(Work request): Leaving out all pictures, return the records word for word.

(Information given):
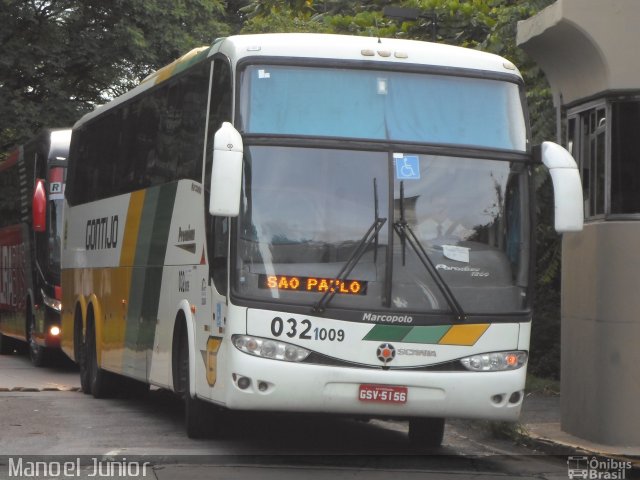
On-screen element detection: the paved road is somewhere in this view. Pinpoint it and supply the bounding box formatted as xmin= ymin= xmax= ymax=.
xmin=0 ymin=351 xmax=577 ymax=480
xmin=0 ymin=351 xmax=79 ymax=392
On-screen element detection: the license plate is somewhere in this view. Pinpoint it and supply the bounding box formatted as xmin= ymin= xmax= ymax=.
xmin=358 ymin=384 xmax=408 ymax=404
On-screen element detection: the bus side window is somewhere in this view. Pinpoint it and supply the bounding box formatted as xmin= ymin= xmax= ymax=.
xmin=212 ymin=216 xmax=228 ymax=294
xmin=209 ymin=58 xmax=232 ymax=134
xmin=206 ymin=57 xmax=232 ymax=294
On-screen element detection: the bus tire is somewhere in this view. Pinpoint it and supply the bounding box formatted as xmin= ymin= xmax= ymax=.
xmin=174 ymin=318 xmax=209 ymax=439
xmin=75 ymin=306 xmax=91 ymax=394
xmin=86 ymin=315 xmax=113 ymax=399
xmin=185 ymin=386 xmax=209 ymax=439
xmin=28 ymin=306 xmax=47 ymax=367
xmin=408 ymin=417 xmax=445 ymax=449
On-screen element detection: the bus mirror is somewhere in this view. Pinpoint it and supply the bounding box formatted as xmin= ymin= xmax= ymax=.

(Response):
On-screen element detection: the paved road is somewhere in this view. Pinpoint it and supply the bounding box formatted as xmin= ymin= xmax= ymax=.
xmin=0 ymin=351 xmax=577 ymax=480
xmin=0 ymin=351 xmax=79 ymax=392
On-screen element detection: the license plate is somewhere in this view. Pinpoint it and supply the bounding box formatted as xmin= ymin= xmax= ymax=.
xmin=358 ymin=384 xmax=408 ymax=404
On-screen element detection: the bus side window is somewhere in this view. Pinpoint it and supply the bounding box formatted as xmin= ymin= xmax= ymax=.
xmin=212 ymin=216 xmax=228 ymax=294
xmin=209 ymin=58 xmax=232 ymax=134
xmin=206 ymin=57 xmax=232 ymax=294
On-screen element detection: the bus tire is somewhere in this view. Pinpoint it and supply the bounding box formatted as xmin= ymin= xmax= ymax=.
xmin=174 ymin=318 xmax=209 ymax=439
xmin=75 ymin=306 xmax=91 ymax=394
xmin=86 ymin=315 xmax=113 ymax=399
xmin=185 ymin=386 xmax=209 ymax=439
xmin=28 ymin=306 xmax=47 ymax=367
xmin=408 ymin=417 xmax=445 ymax=449
On-screen element detection: the bus mirror is somewhere in this view. Pinpoint it and supply the bounding box formatted as xmin= ymin= xmax= ymax=.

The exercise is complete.